**TASK DESCRIPTION**
Wherever a line of the data contains "forest", copy that line.

**GIVEN DATA**

++++++

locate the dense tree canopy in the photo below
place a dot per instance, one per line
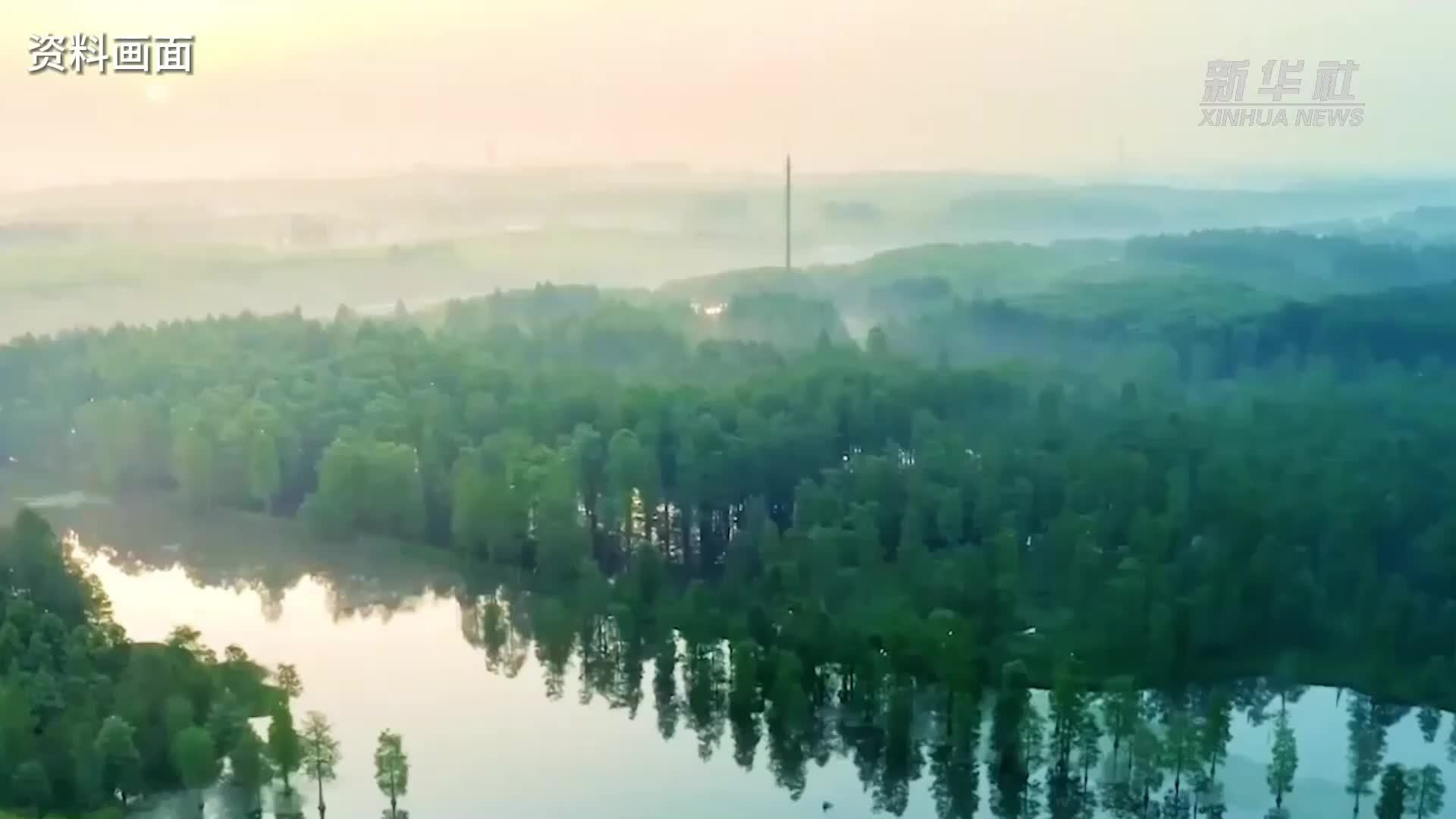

++++++

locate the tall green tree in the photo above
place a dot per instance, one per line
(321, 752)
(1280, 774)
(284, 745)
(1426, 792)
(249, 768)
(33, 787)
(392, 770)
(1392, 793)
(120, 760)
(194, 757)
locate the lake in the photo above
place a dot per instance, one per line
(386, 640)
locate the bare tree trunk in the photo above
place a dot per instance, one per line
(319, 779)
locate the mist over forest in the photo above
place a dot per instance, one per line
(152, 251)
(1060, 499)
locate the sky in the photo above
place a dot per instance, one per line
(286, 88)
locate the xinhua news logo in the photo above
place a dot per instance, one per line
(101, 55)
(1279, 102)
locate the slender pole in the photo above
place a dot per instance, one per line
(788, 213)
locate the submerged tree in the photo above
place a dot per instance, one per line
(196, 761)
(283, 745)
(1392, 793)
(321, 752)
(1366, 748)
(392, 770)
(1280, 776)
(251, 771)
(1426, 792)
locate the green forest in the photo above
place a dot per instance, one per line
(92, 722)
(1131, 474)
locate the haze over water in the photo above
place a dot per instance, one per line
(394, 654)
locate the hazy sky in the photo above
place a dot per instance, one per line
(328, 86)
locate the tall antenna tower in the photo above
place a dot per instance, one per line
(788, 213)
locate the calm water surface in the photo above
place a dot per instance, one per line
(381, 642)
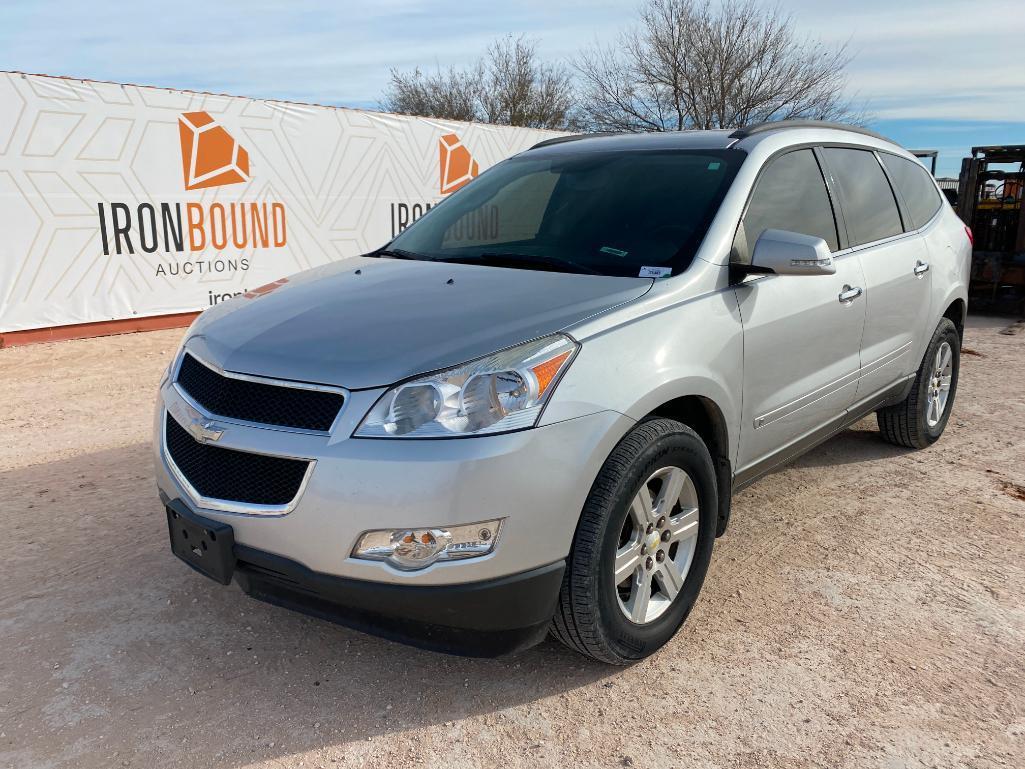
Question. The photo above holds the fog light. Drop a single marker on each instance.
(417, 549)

++++++

**TASK ANSWER**
locate the mist over forest in the photo above
locate the green forest in the photo above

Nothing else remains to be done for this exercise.